• [Set problem]
Retype the lines of the records below, from the line containing "Wildlife-survey input: mark every instance of the white door" through the line containing "point(184, 69)", inclusive.

[Dataset records]
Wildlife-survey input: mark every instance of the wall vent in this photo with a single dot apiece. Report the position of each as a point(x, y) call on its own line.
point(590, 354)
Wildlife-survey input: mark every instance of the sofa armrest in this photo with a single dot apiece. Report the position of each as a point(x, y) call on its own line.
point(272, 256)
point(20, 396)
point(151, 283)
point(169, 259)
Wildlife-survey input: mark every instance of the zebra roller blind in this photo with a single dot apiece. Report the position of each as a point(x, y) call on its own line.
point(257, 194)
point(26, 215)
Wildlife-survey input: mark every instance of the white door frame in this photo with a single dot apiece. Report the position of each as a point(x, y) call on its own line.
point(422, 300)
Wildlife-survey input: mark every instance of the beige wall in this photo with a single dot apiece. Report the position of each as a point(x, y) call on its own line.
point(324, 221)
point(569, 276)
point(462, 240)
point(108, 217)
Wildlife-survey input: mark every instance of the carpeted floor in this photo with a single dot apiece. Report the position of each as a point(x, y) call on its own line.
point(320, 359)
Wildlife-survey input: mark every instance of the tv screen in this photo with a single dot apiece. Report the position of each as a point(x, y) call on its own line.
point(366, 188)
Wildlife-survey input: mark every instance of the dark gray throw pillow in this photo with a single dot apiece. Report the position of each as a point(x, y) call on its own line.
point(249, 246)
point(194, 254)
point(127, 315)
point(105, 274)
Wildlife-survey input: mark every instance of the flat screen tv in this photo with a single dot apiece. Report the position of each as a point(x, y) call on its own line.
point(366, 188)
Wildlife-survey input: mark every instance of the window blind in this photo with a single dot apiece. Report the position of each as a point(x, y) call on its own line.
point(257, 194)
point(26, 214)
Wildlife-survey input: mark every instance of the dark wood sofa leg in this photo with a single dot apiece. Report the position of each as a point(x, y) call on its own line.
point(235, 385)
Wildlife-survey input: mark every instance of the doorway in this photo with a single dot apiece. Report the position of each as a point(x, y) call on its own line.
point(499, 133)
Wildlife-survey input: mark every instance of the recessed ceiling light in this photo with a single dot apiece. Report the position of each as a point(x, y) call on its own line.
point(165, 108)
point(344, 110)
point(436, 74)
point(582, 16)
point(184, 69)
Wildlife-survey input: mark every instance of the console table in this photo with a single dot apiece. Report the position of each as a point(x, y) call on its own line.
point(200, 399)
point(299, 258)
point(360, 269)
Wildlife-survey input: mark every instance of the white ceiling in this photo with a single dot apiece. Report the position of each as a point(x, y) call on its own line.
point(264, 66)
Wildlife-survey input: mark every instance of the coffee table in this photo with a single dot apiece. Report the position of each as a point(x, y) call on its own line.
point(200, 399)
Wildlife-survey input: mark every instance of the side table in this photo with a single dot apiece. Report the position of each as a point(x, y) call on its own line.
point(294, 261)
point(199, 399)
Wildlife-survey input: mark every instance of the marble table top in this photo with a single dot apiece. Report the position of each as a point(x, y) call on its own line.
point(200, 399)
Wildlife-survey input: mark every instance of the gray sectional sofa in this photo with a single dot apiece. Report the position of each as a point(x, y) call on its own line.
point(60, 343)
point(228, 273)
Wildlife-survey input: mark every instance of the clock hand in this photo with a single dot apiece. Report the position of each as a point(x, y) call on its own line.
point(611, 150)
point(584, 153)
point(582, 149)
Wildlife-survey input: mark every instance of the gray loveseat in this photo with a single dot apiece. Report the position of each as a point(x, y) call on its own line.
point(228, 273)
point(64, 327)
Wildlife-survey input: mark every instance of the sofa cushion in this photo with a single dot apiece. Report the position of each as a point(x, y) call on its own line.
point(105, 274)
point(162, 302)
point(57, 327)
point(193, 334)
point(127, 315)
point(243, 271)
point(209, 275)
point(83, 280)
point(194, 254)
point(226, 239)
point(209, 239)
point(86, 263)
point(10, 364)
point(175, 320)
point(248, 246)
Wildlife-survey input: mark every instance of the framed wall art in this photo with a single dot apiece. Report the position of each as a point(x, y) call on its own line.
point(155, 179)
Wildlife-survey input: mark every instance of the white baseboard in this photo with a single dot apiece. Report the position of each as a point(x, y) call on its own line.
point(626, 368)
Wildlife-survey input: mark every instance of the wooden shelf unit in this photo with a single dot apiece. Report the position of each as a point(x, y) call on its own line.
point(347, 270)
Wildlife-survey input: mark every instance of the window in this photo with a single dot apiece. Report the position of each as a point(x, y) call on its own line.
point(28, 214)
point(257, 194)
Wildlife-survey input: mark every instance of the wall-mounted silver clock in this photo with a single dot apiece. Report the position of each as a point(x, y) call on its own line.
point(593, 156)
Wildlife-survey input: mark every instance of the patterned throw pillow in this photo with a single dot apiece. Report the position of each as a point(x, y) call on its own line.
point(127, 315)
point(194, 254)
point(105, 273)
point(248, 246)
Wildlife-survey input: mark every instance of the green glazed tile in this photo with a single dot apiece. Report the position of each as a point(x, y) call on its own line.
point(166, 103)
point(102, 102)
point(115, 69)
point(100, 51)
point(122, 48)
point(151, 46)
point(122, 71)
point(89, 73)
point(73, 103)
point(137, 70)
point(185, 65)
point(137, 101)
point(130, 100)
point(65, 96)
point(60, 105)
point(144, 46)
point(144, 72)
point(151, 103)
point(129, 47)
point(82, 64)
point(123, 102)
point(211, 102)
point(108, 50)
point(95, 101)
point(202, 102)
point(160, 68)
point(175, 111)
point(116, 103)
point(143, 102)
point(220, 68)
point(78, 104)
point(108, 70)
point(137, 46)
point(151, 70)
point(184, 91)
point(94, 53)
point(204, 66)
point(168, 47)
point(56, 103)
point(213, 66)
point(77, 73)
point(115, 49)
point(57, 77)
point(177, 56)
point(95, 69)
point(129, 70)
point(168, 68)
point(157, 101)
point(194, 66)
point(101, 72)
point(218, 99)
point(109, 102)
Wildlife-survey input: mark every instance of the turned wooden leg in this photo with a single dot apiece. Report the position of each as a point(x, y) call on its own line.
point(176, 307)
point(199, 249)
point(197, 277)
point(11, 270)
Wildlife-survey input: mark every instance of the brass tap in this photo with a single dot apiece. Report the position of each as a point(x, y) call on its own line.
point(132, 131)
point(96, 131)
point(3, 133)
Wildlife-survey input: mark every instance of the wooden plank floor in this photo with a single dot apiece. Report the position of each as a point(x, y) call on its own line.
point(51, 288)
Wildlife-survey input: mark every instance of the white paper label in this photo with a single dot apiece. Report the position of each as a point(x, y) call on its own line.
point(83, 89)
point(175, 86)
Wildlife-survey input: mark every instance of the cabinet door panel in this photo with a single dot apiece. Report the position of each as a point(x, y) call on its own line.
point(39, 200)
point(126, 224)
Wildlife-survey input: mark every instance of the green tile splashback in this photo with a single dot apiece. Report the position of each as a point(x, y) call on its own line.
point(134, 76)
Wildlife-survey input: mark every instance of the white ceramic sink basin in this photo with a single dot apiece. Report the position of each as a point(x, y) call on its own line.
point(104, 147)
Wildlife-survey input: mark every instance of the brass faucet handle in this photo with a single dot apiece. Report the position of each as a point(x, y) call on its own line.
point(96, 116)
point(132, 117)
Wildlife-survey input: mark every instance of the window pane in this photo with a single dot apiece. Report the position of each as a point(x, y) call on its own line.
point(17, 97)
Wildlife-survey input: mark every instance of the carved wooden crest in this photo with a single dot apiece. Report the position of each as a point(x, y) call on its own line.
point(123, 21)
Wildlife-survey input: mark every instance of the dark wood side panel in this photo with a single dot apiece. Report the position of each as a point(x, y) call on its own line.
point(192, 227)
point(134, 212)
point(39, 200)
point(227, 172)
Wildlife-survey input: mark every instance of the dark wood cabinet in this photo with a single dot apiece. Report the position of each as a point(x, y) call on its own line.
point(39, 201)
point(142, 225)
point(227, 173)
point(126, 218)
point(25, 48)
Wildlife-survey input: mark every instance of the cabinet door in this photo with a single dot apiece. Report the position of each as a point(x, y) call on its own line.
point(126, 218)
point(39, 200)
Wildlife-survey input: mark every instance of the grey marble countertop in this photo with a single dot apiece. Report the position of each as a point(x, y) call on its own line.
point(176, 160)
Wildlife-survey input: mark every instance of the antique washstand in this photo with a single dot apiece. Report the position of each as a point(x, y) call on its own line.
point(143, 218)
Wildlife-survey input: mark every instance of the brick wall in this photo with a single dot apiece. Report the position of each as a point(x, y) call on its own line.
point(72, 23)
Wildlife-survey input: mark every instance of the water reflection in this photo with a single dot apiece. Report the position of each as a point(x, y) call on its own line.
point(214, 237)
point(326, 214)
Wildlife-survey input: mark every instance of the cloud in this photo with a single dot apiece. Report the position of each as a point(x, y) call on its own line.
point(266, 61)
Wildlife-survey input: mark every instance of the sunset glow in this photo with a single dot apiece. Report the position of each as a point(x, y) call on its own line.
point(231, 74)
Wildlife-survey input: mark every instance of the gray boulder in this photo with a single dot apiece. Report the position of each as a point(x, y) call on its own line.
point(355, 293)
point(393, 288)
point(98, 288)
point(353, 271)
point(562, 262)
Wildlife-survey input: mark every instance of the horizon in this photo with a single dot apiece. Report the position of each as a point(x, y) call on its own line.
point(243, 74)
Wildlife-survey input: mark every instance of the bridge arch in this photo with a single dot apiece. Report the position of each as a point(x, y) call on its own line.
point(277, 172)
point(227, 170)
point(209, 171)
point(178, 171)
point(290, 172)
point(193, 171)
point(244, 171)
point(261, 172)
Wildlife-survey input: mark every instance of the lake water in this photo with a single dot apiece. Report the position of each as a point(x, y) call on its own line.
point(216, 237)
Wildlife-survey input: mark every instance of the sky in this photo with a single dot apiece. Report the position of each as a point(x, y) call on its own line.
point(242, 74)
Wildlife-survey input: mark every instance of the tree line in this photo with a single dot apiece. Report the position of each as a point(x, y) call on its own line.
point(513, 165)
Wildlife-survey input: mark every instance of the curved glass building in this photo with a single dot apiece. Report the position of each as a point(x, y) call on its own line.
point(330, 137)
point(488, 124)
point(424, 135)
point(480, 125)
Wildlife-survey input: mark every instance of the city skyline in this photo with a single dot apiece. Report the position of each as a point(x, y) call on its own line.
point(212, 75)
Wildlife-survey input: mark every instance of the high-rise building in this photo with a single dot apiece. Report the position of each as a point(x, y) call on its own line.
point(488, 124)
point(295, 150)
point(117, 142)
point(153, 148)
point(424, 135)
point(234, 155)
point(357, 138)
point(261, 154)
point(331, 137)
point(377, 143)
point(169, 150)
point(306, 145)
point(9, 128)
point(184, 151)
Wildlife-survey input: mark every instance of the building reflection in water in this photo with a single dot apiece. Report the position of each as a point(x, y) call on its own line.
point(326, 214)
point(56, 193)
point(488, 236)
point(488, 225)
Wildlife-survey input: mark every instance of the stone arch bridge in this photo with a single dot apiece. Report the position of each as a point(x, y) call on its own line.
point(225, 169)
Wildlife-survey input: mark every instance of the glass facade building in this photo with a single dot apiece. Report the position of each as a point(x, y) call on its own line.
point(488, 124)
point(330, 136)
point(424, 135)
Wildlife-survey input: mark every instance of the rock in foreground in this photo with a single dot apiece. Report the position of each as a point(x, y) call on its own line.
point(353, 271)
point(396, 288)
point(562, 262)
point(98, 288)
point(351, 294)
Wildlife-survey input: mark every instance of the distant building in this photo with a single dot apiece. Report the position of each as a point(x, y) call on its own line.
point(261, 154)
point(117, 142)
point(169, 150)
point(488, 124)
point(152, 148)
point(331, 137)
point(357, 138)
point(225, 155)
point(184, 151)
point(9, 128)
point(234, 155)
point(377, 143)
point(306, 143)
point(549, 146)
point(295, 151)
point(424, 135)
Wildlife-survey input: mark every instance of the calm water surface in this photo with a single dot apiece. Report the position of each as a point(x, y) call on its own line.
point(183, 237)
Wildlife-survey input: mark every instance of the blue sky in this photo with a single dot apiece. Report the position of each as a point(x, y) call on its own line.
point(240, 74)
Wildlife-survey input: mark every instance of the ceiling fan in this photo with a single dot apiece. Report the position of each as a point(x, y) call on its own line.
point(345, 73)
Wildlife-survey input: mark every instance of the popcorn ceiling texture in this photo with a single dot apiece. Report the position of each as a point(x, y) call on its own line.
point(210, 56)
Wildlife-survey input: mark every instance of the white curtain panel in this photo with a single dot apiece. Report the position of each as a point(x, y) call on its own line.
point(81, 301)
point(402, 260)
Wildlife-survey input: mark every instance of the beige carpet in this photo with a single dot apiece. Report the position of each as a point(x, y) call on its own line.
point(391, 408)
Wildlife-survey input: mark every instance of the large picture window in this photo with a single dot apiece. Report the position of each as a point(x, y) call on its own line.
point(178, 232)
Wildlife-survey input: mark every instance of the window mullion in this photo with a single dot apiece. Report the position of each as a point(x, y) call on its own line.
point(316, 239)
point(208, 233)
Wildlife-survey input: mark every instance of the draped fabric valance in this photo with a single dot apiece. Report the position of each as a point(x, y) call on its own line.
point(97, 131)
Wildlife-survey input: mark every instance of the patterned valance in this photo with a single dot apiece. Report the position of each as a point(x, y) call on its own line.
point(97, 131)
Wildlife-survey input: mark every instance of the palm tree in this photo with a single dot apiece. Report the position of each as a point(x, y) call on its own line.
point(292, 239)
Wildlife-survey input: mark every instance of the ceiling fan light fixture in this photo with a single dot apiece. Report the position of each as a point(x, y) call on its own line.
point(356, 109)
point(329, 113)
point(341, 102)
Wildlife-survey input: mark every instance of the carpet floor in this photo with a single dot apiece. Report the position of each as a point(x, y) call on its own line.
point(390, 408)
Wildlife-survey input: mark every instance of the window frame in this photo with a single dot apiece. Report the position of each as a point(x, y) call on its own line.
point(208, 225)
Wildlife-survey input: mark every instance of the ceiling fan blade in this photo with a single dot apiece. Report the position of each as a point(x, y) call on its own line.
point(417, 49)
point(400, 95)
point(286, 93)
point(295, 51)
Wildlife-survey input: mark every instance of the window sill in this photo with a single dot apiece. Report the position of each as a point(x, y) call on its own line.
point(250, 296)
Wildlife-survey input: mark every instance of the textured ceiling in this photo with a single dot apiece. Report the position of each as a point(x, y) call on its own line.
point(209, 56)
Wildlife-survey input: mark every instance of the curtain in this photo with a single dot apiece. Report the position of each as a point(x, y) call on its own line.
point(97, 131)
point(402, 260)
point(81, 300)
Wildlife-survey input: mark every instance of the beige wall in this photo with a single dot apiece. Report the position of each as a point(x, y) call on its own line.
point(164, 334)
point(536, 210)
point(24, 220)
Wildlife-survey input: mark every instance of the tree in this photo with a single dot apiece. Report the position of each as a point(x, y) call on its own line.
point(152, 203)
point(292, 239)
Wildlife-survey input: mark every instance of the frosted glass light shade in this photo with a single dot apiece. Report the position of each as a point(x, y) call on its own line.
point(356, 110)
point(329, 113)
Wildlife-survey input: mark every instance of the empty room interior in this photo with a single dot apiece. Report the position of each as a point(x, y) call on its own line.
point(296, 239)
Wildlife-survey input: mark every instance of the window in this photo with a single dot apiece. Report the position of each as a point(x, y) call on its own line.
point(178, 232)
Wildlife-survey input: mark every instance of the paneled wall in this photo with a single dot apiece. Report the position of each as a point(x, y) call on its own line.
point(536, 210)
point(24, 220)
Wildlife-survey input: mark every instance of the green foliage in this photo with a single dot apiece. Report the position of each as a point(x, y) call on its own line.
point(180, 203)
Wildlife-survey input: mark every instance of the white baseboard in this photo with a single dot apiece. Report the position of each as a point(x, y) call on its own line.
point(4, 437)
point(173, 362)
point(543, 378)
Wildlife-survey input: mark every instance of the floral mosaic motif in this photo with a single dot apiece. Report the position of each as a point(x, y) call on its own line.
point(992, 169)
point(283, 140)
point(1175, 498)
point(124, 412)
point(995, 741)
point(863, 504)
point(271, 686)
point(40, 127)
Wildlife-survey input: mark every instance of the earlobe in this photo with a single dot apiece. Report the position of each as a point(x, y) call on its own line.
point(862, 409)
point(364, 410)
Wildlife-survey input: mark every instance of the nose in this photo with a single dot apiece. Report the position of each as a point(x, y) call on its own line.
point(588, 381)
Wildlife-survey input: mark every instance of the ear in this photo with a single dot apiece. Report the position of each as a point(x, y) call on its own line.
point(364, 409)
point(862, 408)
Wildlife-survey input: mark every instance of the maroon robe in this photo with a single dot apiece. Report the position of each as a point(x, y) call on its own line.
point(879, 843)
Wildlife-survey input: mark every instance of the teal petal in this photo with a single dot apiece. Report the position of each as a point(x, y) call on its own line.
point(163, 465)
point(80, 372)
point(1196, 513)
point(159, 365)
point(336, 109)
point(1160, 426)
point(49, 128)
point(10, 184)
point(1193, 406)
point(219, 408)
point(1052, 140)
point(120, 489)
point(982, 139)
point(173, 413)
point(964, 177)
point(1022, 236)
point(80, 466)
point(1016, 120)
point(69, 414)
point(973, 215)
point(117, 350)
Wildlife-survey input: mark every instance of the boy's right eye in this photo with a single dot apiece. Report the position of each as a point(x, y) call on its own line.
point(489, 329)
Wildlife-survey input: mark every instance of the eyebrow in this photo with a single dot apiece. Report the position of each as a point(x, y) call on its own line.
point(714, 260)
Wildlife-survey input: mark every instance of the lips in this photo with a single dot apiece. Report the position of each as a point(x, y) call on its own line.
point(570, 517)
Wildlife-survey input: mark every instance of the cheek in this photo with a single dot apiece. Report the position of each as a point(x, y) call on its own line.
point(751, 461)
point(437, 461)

• [Output for this task]
Wildlife-survey input: mark every instance of the white door frame in this photo with a single dot apiece. Report the position of each as a point(x, y) call on its own line.
point(422, 300)
Wildlife-survey input: mark every instance of the beige wall in this photo with a single dot apiece. Report the position of each as a point(x, y) call on its own line.
point(324, 221)
point(569, 276)
point(462, 240)
point(108, 217)
Wildlife-survey input: mark every instance of the carpeted floor in this photo with a single dot apiece. Report the position of each as a point(x, y) call on its own line.
point(320, 359)
Wildlife-survey input: mark every instance of the tv screen in this photo with a single dot apiece. Report the position of each as a point(x, y) call on its own line.
point(366, 188)
Wildlife-survey input: mark every instance of the dark gray throw pillow in this photo with a single dot apiece. Report the position of each as a point(x, y) call on its own line.
point(249, 246)
point(194, 254)
point(127, 315)
point(105, 274)
Wildlife-survey input: mark every instance of the flat screen tv in this photo with a single dot apiece. Report the position of each as a point(x, y) call on its own line.
point(366, 188)
Wildlife-survey input: mark every instance of the window blind in this photo with a single dot apiece. Report the position of each as a point(x, y) call on its own line.
point(257, 194)
point(26, 214)
Wildlife-survey input: mark every instance of the dark wood sofa leg in this photo with a single dot apiece. Report the position of each as a point(x, y) call on its own line.
point(235, 385)
Wildlife-survey input: mark every instance of the doorway in this photo with a single dot apiece. Report the position of each as a point(x, y) call on its own line.
point(499, 133)
Wildlife-survey input: mark every instance of the recessed ceiling light in this photo with a single dot apiece. Report the position of each as a point(x, y) call on its own line.
point(165, 108)
point(344, 110)
point(436, 74)
point(582, 16)
point(184, 69)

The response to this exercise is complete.